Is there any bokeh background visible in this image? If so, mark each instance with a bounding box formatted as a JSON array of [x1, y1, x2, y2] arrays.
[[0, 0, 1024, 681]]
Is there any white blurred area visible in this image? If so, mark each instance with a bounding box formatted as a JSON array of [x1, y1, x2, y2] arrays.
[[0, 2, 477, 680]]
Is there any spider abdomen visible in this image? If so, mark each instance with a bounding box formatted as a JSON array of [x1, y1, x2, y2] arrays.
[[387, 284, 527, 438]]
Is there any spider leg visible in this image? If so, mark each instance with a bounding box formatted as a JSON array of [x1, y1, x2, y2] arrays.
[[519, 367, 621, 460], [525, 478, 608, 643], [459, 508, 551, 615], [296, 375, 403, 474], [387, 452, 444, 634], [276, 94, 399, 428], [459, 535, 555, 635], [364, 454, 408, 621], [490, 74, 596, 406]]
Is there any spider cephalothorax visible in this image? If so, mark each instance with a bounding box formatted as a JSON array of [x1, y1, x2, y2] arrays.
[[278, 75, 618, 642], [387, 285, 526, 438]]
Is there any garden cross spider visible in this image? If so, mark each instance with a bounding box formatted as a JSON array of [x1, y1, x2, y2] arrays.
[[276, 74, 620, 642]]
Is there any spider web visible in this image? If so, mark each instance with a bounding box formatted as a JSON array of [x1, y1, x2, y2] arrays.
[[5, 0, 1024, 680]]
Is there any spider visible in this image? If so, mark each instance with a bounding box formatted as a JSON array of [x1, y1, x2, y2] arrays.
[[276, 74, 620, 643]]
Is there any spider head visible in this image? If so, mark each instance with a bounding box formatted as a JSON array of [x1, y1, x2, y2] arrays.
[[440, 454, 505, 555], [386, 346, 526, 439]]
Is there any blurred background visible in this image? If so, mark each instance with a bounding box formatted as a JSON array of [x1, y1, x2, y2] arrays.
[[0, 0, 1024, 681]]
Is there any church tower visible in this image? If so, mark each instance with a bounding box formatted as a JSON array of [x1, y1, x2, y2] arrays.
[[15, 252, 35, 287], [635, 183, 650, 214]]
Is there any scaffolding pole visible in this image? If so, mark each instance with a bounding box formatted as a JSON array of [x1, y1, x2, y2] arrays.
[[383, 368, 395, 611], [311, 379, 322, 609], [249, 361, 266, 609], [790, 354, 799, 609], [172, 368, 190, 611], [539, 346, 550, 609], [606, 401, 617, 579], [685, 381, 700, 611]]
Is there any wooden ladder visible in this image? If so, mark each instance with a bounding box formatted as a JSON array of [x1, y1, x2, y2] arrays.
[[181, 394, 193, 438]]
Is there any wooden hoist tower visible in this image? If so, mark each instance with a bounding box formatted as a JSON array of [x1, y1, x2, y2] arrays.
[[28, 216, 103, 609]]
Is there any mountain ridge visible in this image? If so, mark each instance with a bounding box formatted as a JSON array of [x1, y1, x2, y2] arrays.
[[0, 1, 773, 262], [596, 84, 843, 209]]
####################
## TASK REQUIREMENTS
Transcribe all lines as written.

## EXERCISE OUTPUT
Is there any bokeh background visible in this image? If so, mark each instance with a bounding box formatted as a JSON array of [x1, y1, x2, y2] arrays.
[[0, 0, 1024, 681]]
Is there any white blurred area visible in this image? If so, mark each instance with a bounding box formatted as a JSON array of [x1, y1, x2, y2] arrays.
[[0, 2, 477, 680]]
Is there any spider abdomen visible in this image? If so, mark each instance with a bounding box formatted as a JSON array of [x1, y1, x2, y2] arrays.
[[387, 284, 527, 438]]
Is there any spider leg visible in this image? If so, mark each instance with a bounding box formatted as a JSON array of [x1, y1, x2, y2] arrays.
[[519, 367, 621, 460], [525, 478, 608, 643], [459, 508, 551, 615], [296, 375, 403, 474], [387, 452, 444, 634], [276, 94, 399, 428], [459, 535, 555, 635], [364, 454, 408, 621], [490, 74, 596, 406]]
Is there any spider cephalothorax visible in this image? If so, mark each instance with a bounding box formatted as a JSON array of [x1, y1, x2, y2] arrays.
[[278, 75, 618, 642], [387, 285, 526, 438]]
Is there any garden cross spider visible in this image? If so, mark each instance with a bounding box formatted as a JSON array of [x1, y1, x2, y2] arrays.
[[276, 74, 620, 642]]
Is there any spider web visible in this image? If so, mark each instance with a bounding box formatted as a JSON array of [x1, y1, x2, y2] arrays.
[[5, 0, 1024, 680]]
Is there any spider visible in this image? If so, mark each instance with a bounding box formatted as a JSON array of [x1, y1, x2, y2] arrays.
[[276, 74, 620, 643]]
Is there any spider head visible in this image? If so, mark each instance with a bounding box formatted as a JSON array of [x1, y1, x2, y2] arrays.
[[440, 454, 505, 555], [386, 346, 526, 439]]
Is there any blurred background visible in this image? If so, mark each instance with a bounding box formatted as a JSON array of [x1, y1, x2, y2] arrays.
[[0, 0, 1024, 681]]
Is there any church tower visible in this image? If so, mark each instance with a bounding box formatted as a JSON array of [x1, y1, x2, y2] arrays.
[[15, 252, 35, 287], [635, 183, 650, 214]]
Is there any scaffolding pole visible in this image? If so, mark each instance with a bounding box formatted as a JSON array of [x1, y1, x2, y2] arrays.
[[383, 368, 395, 611], [311, 379, 322, 609], [249, 361, 266, 609], [790, 354, 799, 609], [172, 368, 190, 611], [539, 346, 550, 609], [606, 401, 617, 579], [685, 381, 700, 611]]
Is there any wooden ladder visible in this image? If so, mark each instance with a bounding box formatted as a JSON array of [x1, y1, x2, y2] arrays.
[[181, 394, 193, 438]]
Is there any wooden hoist tower visible in this image? If so, mark each instance with a bounding box formatted as a JSON array of [x1, y1, x2, y2] arrays.
[[28, 216, 103, 609]]
Is there any mountain ridge visible in this image? If so, mark each instance with a bounding box formatted as a JSON array of [x1, y1, x2, y2] arrays.
[[0, 1, 773, 262], [596, 84, 843, 209]]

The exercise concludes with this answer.